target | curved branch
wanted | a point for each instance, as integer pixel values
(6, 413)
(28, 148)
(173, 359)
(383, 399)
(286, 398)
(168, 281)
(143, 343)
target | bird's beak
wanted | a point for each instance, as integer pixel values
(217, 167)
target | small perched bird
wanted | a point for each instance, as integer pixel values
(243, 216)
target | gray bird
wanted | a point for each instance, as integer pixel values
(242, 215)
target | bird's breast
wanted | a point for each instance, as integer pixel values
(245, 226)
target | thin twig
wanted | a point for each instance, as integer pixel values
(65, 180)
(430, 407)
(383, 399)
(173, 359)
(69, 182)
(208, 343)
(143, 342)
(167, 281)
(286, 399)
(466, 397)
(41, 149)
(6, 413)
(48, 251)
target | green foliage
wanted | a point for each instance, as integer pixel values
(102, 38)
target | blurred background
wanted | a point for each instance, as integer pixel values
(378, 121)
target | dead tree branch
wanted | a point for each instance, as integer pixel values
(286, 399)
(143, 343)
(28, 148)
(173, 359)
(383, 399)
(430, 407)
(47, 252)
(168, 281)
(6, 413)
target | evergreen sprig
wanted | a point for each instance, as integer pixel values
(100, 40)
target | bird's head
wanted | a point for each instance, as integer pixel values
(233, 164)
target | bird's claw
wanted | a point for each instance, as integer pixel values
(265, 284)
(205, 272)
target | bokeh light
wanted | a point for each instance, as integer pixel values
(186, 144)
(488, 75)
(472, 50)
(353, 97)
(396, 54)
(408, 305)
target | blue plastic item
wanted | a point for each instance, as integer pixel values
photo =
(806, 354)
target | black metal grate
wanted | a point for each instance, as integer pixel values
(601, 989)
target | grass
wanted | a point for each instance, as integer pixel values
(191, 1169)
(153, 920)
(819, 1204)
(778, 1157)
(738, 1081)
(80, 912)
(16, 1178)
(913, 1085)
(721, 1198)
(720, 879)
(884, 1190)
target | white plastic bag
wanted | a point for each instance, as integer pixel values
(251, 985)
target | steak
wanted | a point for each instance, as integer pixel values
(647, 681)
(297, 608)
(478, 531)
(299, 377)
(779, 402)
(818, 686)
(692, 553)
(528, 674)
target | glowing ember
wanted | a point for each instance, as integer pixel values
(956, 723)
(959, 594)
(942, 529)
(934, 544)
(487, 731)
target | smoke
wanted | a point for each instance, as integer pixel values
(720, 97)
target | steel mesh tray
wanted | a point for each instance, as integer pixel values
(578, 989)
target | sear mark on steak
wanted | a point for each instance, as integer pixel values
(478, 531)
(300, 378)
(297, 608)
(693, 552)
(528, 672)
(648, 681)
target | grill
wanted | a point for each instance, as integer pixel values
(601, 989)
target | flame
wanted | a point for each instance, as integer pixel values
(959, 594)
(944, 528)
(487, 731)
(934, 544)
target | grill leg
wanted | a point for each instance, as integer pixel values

== == ==

Task details
Retype the material in full. Each word must match.

Response for this exercise
target | curved branch
wanted | a point for each instance, as integer pixel values
(6, 413)
(28, 148)
(173, 359)
(383, 399)
(286, 398)
(168, 281)
(143, 343)
target | bird's beak
wanted | a point for each instance, as integer pixel values
(217, 167)
target | small perched bird
wanted | a point for each instance, as integer pixel values
(243, 216)
target | gray bird
wanted | a point for each instance, as integer pixel values
(242, 215)
target | bird's breast
wanted | a point for each instance, as integer pixel values
(245, 226)
target | thin twig
wanted | a point for each instance, as integer pixel values
(65, 180)
(430, 407)
(383, 399)
(173, 359)
(69, 182)
(208, 343)
(143, 342)
(167, 281)
(286, 399)
(466, 397)
(41, 149)
(6, 413)
(48, 251)
target | green foliage
wanted | a point for each instance, as integer pixel values
(102, 38)
target | blurred background
wanted | a point for each instance, as integer pixel values
(378, 121)
target | dead tree branch
wanted | a point for each instance, as integer pixel values
(286, 399)
(143, 343)
(28, 148)
(173, 359)
(383, 399)
(430, 407)
(47, 252)
(168, 281)
(6, 413)
target | evergreen sprig
wanted | a point for each instance, as integer pixel values
(100, 40)
target | bird's head
wanted | a point for each instance, as integer pixel values
(233, 164)
target | bird's claw
wanted | a point for each instance, as integer pixel values
(265, 284)
(205, 272)
target | bokeh light
wanted | a point for each instance, as integer pixel values
(186, 144)
(488, 75)
(472, 50)
(353, 97)
(396, 54)
(408, 305)
target | blue plastic item
wanted | a point for each instance, as integer pixel values
photo =
(806, 354)
target | black metal grate
wanted | a point for each instance, as integer pixel values
(601, 989)
target | grass
wanted | a point for each instance, as integer pixel values
(191, 1169)
(153, 920)
(819, 1204)
(778, 1157)
(738, 1081)
(80, 912)
(16, 1178)
(913, 1085)
(721, 1198)
(720, 879)
(884, 1190)
target | white plastic bag
wanted | a point for each instance, as integer pixel values
(251, 985)
target | steak
wanted | a point for each instance, as integer pixel values
(647, 681)
(297, 608)
(478, 531)
(299, 377)
(779, 402)
(818, 686)
(692, 553)
(528, 674)
target | glowing ember
wanted | a point for each instance, as integer pixel values
(956, 723)
(959, 594)
(942, 529)
(934, 544)
(487, 731)
target | smoke
wanted | a point for each instance, as integer pixel values
(720, 97)
target | steel mesh tray
wanted | a point for each instance, as integer pixel values
(578, 989)
target | sear mark on steak
wanted | a point for each instance, as integer pixel values
(478, 531)
(300, 378)
(297, 608)
(693, 552)
(528, 672)
(648, 681)
target | grill
wanted | a point for each instance, as integer pixel values
(601, 989)
target | flame
wanted | a point for each instance, as integer pixel values
(959, 594)
(944, 528)
(487, 731)
(934, 544)
target | grill leg
wanted | a point for each instance, as integer pixel values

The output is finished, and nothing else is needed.